Provided information
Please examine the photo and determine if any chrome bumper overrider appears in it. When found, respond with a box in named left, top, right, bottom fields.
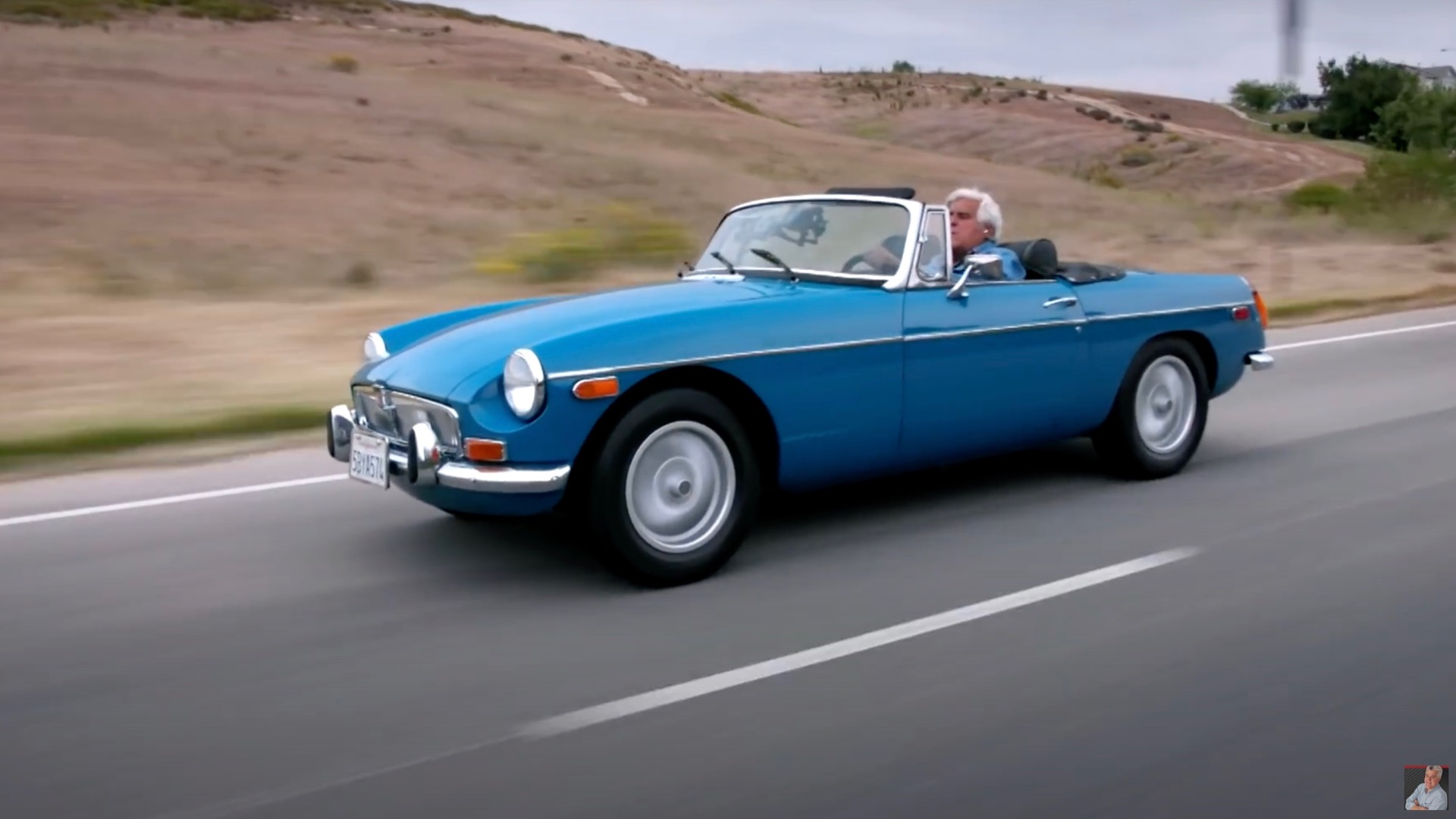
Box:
left=329, top=403, right=571, bottom=494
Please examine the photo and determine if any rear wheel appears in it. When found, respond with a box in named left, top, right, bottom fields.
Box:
left=587, top=389, right=760, bottom=587
left=1092, top=338, right=1209, bottom=481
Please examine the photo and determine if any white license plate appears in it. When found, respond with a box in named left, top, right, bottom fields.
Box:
left=350, top=427, right=389, bottom=490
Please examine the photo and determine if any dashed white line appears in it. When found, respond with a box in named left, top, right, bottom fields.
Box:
left=0, top=474, right=348, bottom=526
left=1264, top=321, right=1456, bottom=353
left=517, top=547, right=1198, bottom=739
left=147, top=547, right=1201, bottom=819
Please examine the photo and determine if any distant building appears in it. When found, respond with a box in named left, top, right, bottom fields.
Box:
left=1391, top=63, right=1456, bottom=89
left=1415, top=65, right=1456, bottom=89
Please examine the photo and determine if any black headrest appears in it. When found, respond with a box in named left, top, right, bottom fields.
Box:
left=1000, top=239, right=1057, bottom=278
left=824, top=188, right=915, bottom=199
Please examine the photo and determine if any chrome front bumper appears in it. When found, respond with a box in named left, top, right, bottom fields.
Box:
left=329, top=403, right=571, bottom=494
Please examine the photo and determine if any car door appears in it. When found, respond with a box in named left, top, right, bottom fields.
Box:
left=900, top=207, right=1089, bottom=463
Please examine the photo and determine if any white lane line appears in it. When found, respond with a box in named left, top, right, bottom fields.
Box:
left=147, top=548, right=1201, bottom=819
left=1264, top=321, right=1456, bottom=353
left=517, top=548, right=1200, bottom=739
left=0, top=474, right=348, bottom=526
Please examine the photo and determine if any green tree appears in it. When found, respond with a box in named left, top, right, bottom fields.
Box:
left=1309, top=54, right=1418, bottom=140
left=1228, top=80, right=1299, bottom=114
left=1370, top=84, right=1456, bottom=152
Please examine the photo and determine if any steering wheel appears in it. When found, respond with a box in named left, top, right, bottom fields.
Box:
left=839, top=236, right=905, bottom=275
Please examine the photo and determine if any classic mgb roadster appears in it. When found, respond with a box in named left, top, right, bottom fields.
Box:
left=328, top=188, right=1274, bottom=586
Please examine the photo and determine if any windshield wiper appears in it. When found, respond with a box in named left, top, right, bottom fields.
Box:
left=748, top=248, right=799, bottom=281
left=709, top=251, right=738, bottom=275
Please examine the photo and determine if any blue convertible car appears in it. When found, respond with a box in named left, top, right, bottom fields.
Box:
left=328, top=188, right=1272, bottom=586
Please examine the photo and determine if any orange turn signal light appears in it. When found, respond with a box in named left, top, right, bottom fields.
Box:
left=464, top=438, right=505, bottom=462
left=571, top=376, right=617, bottom=400
left=1254, top=290, right=1269, bottom=329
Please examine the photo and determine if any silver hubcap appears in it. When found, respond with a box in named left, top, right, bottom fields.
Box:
left=1136, top=356, right=1198, bottom=455
left=626, top=421, right=737, bottom=552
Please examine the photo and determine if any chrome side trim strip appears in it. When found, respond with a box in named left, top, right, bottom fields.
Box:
left=905, top=319, right=1086, bottom=341
left=1086, top=302, right=1254, bottom=322
left=551, top=335, right=902, bottom=381
left=548, top=300, right=1252, bottom=381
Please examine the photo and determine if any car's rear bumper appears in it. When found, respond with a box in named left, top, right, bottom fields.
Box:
left=1244, top=350, right=1274, bottom=372
left=328, top=403, right=571, bottom=494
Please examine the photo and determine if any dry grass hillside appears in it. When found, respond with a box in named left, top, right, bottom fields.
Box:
left=693, top=71, right=1363, bottom=201
left=0, top=0, right=1456, bottom=459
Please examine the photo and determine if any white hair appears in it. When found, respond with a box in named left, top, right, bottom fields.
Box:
left=945, top=188, right=1002, bottom=242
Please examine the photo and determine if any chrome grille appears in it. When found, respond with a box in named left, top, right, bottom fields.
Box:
left=354, top=384, right=462, bottom=450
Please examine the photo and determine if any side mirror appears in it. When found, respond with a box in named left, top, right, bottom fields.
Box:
left=945, top=253, right=1002, bottom=300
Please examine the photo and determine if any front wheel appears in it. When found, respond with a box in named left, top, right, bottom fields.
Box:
left=588, top=389, right=760, bottom=587
left=1092, top=338, right=1209, bottom=481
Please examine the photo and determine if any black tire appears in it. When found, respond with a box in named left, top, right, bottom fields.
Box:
left=1092, top=338, right=1209, bottom=481
left=584, top=389, right=761, bottom=587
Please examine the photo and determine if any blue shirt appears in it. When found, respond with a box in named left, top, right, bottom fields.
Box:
left=1405, top=783, right=1446, bottom=810
left=920, top=239, right=1027, bottom=281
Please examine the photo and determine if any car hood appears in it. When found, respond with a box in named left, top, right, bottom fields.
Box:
left=354, top=278, right=802, bottom=400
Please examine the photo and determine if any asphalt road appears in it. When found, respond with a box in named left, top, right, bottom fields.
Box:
left=0, top=310, right=1456, bottom=819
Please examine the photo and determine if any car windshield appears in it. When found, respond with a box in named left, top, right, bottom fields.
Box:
left=693, top=199, right=910, bottom=278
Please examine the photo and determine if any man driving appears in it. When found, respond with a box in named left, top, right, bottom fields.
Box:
left=1405, top=765, right=1446, bottom=810
left=864, top=188, right=1027, bottom=281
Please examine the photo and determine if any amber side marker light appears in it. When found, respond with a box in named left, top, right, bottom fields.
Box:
left=464, top=438, right=505, bottom=463
left=571, top=376, right=617, bottom=400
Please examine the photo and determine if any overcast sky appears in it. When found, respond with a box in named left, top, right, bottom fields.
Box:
left=457, top=0, right=1456, bottom=101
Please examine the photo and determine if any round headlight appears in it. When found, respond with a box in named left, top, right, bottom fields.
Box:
left=500, top=348, right=546, bottom=421
left=364, top=332, right=389, bottom=363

Written exercise
Reproduce all of the records above word for word, leaving out the pictures.

Exercise answer
Please examine the photo and determine if any chrome bumper overrider appears in it. When found, respond with a box in named left, top, right, bottom fields.
Box:
left=329, top=403, right=571, bottom=494
Please examine the photo and determine if any rear wheel appears in it. When found, respond with a box in named left, top, right, bottom fields.
Box:
left=587, top=389, right=760, bottom=587
left=1092, top=338, right=1209, bottom=481
Please examine the photo and determine if any white license plate appears in it. When found, respond with a box in named left, top, right, bottom fields.
Box:
left=350, top=427, right=389, bottom=490
Please examine the photo and determine if any dashed white line appears in it. When found, respond with a box in named left, top, right, bottom fields.
Box:
left=0, top=474, right=348, bottom=526
left=1264, top=321, right=1456, bottom=353
left=517, top=547, right=1198, bottom=739
left=147, top=547, right=1201, bottom=819
Please examine the photo and determine if any distant building appears in it. When found, respond with a box in named left, top, right, bottom fields.
Box:
left=1391, top=63, right=1456, bottom=89
left=1415, top=65, right=1456, bottom=89
Please examine the photo and determine if any black headrest appears in it. When found, respond with a box in named left, top, right, bottom fields.
Box:
left=1000, top=239, right=1057, bottom=278
left=824, top=188, right=915, bottom=199
Please examine the photo and determine if any chrome front bumper appears in it. When found, respond with a box in named left, top, right, bottom fields.
Box:
left=329, top=403, right=571, bottom=494
Please examine the photo and determine if any car door appears in it. When found, respond with a box in named left, top, right, bottom fields.
Box:
left=900, top=207, right=1089, bottom=463
Please examine the photo and determine if any white lane line appears in it. When found, respond with a box in named left, top, right, bottom fields.
Box:
left=147, top=548, right=1201, bottom=819
left=1264, top=321, right=1456, bottom=353
left=517, top=548, right=1200, bottom=739
left=0, top=474, right=348, bottom=526
Please examine the photo and determine if any green tree appears in it. When found, respond with a box in named left, top, right, bottom fields.
Box:
left=1309, top=54, right=1418, bottom=140
left=1228, top=80, right=1299, bottom=114
left=1370, top=84, right=1456, bottom=152
Please examine the photo and determine if any steering wheel appears in it. When found, respond with a box in named left, top, right, bottom fields.
Box:
left=839, top=236, right=905, bottom=275
Please examine the photo and determine if any classic mgb roadster appears in it. When found, respond with a box in named left, top, right, bottom fields.
Box:
left=328, top=188, right=1274, bottom=586
Please examine the photo and determine if any windshield wiper appears in it. When found, respond with a box in named left, top, right, bottom fields.
Box:
left=748, top=248, right=799, bottom=281
left=709, top=251, right=738, bottom=275
Please examine the photo and determine if any blue convertible car appears in it. When found, respond with a box in named left, top, right, bottom fields.
Box:
left=328, top=188, right=1272, bottom=586
Please examine the photo and determine if any orange turn signal light appears in it. When found, respond with a box in named left, top, right, bottom fields.
Box:
left=464, top=438, right=505, bottom=462
left=571, top=376, right=617, bottom=400
left=1254, top=290, right=1269, bottom=329
Please examine the photo and determine if any silver hubcap appears in it. When found, respond with a box in named left, top, right, bottom fields.
Box:
left=1136, top=356, right=1198, bottom=455
left=626, top=421, right=737, bottom=552
Please examine the photo and determine if any chrome side trim strip appears in it. When found, respond with a box in named left, top, right, bottom fields.
Box:
left=905, top=319, right=1086, bottom=341
left=1086, top=302, right=1254, bottom=322
left=551, top=335, right=902, bottom=381
left=548, top=300, right=1252, bottom=381
Please examine the photo and determine if any car's rear bumper appears in it. When found, respond with a box in named left, top, right, bottom fields.
Box:
left=1244, top=350, right=1274, bottom=372
left=328, top=403, right=571, bottom=494
Please examine the photo and determine if any dry grass hillside appears in it. When found, respond with a box in named left, top, right, bottom fields.
Box:
left=693, top=71, right=1363, bottom=201
left=0, top=0, right=1456, bottom=459
Please examine the photo and determine if any white hair appears in it. When found, respond with a box in named left, top, right, bottom fields.
Box:
left=945, top=188, right=1002, bottom=242
Please examine the photo and determine if any chrome grille appears in it. When found, respond with a box in named left, top, right, bottom fields.
Box:
left=354, top=384, right=462, bottom=450
Please examine the photo and determine if any side mirror appears in it. When found, respond with a box in named left, top, right, bottom fields.
Box:
left=945, top=253, right=1002, bottom=300
Please examine the photo and determine if any front wheel appears in it. When found, respond with a box in named left, top, right, bottom fields.
Box:
left=588, top=389, right=760, bottom=587
left=1092, top=338, right=1209, bottom=481
Please examine the photo and determine if any black tire appears in it. When found, respond with a box in named left, top, right, bottom fields.
Box:
left=1092, top=338, right=1209, bottom=481
left=584, top=389, right=761, bottom=587
Please examine the photo and determine if any blue shirt appears in it. When found, respond with a box in named left, top, right, bottom fields.
Box:
left=1405, top=783, right=1446, bottom=810
left=920, top=239, right=1027, bottom=281
Please examine the photo and determine if any car hood appears in it. When found, respond with a box in named left, top, right, bottom fields.
Box:
left=354, top=278, right=802, bottom=400
Please examine the photo and determine if any asphalt road appears in it. When found, respond with a box in named left, top, right, bottom fields.
Box:
left=0, top=310, right=1456, bottom=819
Please examine the photo and determine if any car windshield appears in it. When found, respond with a box in named left, top, right, bottom fields.
Box:
left=693, top=199, right=910, bottom=278
Please examine the photo and determine if any man driving appears in it. When found, respond with a box in named left, top, right, bottom fields.
Box:
left=1405, top=765, right=1446, bottom=810
left=864, top=188, right=1027, bottom=281
Please examine the photo and determine if any amber side marker light appears in it. When found, respond with a box in named left, top, right, bottom fields.
Box:
left=464, top=438, right=505, bottom=463
left=571, top=376, right=617, bottom=400
Please examine the photo and determine if any overcast sky appears in it. When found, respond with a box in named left, top, right, bottom fields.
Box:
left=457, top=0, right=1456, bottom=101
Please examine the photo and determine if any round headlight appears in it. When found, respond with a box in named left, top, right, bottom fields.
Box:
left=500, top=348, right=546, bottom=421
left=364, top=332, right=389, bottom=363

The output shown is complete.